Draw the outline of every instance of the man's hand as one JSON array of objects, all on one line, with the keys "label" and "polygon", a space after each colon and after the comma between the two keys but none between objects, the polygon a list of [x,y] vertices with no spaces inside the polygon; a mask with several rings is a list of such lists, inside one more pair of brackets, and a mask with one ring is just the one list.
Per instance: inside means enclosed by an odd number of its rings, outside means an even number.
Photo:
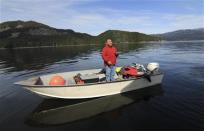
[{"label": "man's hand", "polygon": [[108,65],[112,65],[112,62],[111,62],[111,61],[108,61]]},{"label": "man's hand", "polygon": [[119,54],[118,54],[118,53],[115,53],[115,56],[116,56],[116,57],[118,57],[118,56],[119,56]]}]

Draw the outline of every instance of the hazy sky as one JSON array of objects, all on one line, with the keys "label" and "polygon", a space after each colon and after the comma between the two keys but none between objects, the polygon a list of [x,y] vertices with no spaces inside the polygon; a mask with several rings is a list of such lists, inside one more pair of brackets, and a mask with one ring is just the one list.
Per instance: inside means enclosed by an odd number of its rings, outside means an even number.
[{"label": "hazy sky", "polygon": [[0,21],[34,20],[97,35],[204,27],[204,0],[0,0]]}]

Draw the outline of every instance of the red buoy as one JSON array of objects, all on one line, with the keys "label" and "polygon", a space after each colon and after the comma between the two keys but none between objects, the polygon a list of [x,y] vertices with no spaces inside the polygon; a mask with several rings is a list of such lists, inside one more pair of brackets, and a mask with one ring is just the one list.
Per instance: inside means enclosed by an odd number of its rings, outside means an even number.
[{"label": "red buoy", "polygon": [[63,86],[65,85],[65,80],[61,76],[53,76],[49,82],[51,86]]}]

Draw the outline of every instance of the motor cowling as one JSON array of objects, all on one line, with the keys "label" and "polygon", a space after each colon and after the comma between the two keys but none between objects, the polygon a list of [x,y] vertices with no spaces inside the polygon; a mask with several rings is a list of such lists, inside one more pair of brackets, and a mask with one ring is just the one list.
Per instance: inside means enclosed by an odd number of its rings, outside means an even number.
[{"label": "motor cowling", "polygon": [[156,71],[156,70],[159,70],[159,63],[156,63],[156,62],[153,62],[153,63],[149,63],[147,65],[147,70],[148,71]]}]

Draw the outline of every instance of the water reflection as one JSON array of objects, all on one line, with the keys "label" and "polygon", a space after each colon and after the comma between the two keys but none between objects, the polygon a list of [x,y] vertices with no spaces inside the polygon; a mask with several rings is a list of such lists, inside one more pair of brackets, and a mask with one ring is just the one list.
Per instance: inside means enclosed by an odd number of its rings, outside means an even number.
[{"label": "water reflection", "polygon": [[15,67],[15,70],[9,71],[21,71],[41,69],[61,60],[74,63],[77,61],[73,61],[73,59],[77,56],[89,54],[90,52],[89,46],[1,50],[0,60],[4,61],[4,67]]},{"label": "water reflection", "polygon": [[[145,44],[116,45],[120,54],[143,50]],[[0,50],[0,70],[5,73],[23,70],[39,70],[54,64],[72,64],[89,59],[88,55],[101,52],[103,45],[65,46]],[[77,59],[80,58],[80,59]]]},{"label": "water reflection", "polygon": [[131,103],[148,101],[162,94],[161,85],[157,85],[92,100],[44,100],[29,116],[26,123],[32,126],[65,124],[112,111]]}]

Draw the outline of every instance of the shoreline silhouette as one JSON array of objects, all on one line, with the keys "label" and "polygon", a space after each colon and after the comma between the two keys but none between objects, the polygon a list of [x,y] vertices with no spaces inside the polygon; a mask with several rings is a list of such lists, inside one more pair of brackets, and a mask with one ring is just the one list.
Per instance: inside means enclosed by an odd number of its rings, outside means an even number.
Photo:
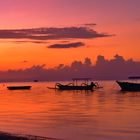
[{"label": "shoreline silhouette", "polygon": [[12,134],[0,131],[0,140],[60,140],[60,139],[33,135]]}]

━━━━━━━━━━━━━━━━━━━━

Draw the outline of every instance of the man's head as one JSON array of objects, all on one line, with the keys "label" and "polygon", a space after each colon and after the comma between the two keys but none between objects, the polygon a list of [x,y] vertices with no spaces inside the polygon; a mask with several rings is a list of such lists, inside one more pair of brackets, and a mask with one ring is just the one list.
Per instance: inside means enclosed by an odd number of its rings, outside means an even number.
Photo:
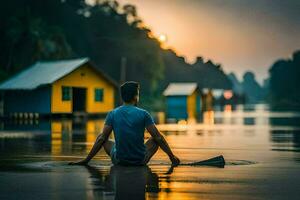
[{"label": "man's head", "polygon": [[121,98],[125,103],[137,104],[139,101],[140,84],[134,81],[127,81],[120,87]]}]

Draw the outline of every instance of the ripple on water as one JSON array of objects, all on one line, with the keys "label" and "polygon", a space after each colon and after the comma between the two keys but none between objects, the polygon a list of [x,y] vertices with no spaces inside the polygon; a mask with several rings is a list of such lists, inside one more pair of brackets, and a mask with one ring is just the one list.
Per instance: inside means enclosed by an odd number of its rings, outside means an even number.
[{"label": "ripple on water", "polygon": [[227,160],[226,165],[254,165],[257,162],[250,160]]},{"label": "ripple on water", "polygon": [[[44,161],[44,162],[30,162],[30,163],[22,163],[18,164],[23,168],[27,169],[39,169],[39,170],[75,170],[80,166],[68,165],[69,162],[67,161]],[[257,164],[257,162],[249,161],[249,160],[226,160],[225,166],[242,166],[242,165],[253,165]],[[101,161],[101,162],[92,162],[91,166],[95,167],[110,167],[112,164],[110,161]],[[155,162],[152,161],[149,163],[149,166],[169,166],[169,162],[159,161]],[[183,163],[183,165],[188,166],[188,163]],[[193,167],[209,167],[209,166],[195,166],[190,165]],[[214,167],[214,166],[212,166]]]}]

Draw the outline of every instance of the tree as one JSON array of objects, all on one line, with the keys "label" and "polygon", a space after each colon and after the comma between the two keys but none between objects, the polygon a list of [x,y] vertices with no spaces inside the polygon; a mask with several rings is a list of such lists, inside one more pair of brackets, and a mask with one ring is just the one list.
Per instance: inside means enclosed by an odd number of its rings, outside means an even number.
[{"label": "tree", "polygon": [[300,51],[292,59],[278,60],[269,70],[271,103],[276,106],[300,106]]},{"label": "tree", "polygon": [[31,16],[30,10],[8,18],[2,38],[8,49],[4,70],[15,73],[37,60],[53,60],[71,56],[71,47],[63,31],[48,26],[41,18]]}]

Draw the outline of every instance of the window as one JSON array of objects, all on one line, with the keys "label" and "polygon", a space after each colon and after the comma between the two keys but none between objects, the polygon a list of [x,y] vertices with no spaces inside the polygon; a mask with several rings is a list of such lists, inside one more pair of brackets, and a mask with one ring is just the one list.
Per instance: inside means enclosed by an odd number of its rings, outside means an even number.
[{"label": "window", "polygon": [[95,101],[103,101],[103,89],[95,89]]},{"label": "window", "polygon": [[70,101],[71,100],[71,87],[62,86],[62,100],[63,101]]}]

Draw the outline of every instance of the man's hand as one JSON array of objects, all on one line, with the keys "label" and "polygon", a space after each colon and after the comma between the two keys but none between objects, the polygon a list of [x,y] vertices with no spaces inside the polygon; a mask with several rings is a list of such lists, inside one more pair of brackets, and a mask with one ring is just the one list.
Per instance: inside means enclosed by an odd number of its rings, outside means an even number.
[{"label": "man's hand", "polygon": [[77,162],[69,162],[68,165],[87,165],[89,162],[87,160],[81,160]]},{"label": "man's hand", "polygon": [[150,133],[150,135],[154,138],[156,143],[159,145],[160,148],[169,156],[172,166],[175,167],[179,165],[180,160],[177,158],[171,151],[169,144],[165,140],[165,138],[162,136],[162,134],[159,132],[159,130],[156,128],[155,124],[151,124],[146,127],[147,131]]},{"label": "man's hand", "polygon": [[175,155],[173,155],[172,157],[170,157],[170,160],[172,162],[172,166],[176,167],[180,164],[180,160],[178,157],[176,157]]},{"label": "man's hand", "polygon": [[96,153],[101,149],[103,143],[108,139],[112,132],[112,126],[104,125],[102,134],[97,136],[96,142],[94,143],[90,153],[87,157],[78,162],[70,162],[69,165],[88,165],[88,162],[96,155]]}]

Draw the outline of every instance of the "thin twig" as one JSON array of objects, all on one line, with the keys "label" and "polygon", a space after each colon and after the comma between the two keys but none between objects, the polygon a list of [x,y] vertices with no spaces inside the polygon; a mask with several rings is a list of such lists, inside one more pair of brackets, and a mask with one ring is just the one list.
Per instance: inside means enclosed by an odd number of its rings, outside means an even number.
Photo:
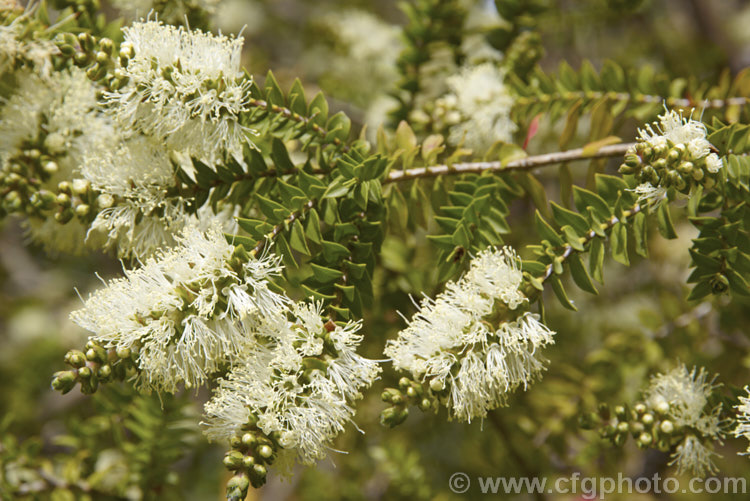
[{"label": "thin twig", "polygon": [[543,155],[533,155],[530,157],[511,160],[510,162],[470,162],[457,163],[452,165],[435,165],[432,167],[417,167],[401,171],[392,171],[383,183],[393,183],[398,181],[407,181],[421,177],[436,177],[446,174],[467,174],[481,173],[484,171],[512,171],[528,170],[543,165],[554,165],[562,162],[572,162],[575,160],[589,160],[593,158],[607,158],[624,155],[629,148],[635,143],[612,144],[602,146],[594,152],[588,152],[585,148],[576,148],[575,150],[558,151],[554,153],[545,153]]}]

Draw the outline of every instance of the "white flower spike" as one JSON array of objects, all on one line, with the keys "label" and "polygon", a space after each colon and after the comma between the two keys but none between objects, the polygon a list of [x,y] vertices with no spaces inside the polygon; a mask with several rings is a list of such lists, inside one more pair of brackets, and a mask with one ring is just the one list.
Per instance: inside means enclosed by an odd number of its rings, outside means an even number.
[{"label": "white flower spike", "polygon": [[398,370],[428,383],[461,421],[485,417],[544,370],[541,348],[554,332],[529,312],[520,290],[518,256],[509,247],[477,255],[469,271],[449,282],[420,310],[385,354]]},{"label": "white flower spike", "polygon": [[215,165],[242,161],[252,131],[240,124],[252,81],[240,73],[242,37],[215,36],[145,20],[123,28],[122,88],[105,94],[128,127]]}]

━━━━━━━━━━━━━━━━━━━━

→ DIRECTIONS
Copy only this part of the entries above: the line with "Draw the outline of every instance of the ripple", the line with "Draw the outline of every instance of the tree", and the lines between, all exactly as written.

→ YOUR SOLUTION
Draw the outline of every instance of the ripple on water as one JSON array of objects, all on one line, with the keys "label" and "polygon", a space after each colon and after the comma between the two keys but none between objects, the polygon a list of [x,y] vertices with no spaces inside the polygon; a mask with several rings is a list of such lists, inside one more pair of brackets, and a mask with one ring is just the one list.
Per instance: inside means enclosed by an odd number of its rings, outside means an even number.
[{"label": "ripple on water", "polygon": [[227,160],[226,165],[254,165],[257,162],[250,160]]},{"label": "ripple on water", "polygon": [[[44,161],[44,162],[30,162],[30,163],[22,163],[18,164],[23,168],[27,169],[39,169],[39,170],[75,170],[80,166],[68,165],[69,162],[67,161]],[[257,164],[257,162],[249,161],[249,160],[226,160],[225,166],[242,166],[242,165],[253,165]],[[101,161],[101,162],[92,162],[91,166],[95,167],[110,167],[112,164],[110,161]],[[155,162],[152,161],[149,163],[149,166],[169,166],[169,162],[159,161]],[[183,163],[183,165],[188,166],[188,163]],[[193,167],[209,167],[209,166],[195,166],[190,165]],[[214,167],[214,166],[212,166]]]}]

Draw the outline of every instance of the tree as one JSON array of objects, all on one line, with the keys "label" and "polygon", a space after each colon and after the comma between the two keys but none between objects, the polygon a list of [x,y] vertices with no spaces inside the polygon; a mask with several rings is a list of such lists, inside one more pair of brackets, and a mask with one ring is just the one list.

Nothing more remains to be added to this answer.